## RECORDS FOR THE TASK
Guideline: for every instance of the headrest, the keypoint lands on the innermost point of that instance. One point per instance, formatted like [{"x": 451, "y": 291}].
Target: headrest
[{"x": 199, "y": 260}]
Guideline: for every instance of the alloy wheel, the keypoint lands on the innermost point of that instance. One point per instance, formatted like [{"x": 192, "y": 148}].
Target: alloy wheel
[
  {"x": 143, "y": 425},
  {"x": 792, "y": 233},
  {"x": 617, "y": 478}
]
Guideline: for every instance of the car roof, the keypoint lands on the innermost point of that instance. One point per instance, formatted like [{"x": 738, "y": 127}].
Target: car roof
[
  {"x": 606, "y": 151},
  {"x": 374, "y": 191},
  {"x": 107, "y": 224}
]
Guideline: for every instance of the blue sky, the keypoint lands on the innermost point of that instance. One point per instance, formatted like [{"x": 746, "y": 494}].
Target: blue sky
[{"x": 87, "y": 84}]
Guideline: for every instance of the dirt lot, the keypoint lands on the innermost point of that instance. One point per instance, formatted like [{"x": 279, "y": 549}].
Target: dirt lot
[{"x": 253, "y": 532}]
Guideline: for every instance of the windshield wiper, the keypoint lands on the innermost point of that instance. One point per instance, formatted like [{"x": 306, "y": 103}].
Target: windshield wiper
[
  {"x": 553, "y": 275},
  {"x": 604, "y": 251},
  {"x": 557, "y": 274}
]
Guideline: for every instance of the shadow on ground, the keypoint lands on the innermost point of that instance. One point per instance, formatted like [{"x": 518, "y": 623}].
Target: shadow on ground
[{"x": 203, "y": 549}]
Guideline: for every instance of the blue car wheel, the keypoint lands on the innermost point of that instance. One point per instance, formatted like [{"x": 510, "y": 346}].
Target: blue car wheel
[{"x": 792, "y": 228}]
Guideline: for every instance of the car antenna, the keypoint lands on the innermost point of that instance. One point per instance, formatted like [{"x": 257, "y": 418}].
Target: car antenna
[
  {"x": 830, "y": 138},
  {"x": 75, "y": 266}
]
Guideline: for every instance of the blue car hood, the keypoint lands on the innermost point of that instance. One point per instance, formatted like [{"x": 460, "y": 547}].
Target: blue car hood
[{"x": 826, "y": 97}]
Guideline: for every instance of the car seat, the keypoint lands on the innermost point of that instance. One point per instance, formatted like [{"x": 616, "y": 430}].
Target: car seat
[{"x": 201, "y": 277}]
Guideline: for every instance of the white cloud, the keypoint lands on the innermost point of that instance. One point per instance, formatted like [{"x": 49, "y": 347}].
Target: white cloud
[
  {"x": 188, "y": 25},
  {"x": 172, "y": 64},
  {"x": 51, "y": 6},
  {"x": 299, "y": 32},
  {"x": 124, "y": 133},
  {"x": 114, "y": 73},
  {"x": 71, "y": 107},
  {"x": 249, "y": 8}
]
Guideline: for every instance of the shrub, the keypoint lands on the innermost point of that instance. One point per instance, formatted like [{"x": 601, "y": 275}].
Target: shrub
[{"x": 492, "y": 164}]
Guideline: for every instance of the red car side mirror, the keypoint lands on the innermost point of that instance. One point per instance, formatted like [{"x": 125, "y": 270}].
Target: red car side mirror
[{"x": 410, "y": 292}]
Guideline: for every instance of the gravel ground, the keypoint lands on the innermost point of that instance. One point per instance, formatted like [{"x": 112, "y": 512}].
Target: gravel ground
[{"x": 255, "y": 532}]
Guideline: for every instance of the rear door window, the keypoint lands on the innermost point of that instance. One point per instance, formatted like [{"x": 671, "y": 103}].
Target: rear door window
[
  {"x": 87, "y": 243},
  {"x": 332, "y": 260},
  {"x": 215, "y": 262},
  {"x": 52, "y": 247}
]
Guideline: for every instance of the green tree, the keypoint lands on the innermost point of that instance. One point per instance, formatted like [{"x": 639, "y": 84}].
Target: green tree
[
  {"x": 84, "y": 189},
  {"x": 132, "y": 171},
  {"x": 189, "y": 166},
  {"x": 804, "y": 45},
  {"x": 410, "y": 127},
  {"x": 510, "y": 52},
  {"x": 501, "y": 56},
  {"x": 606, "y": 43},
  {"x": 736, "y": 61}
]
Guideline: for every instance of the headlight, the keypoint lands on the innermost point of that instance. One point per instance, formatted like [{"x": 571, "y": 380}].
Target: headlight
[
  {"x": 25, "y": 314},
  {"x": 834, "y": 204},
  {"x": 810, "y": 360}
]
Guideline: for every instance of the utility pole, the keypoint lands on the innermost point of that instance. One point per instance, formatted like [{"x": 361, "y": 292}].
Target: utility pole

## ASSIGNMENT
With both ends included, please retype exactly the lines from the line containing "Target: green tree" to the final line of the data.

## ANSWER
Target: green tree
[
  {"x": 84, "y": 189},
  {"x": 132, "y": 171},
  {"x": 189, "y": 166},
  {"x": 804, "y": 45},
  {"x": 410, "y": 127},
  {"x": 510, "y": 52},
  {"x": 501, "y": 56},
  {"x": 606, "y": 43},
  {"x": 736, "y": 61}
]
Guideline: for every instance of the headlight, the keypoint lands on the innermost point of that instance. One point per instance, formatted like [{"x": 571, "y": 380}].
Target: headlight
[
  {"x": 25, "y": 314},
  {"x": 834, "y": 204},
  {"x": 810, "y": 360}
]
Guideline: for every instance of the utility pole, the keypoint lands on the innermost point of that instance. One point per instance, formatted like [{"x": 361, "y": 292}].
Target: utility pole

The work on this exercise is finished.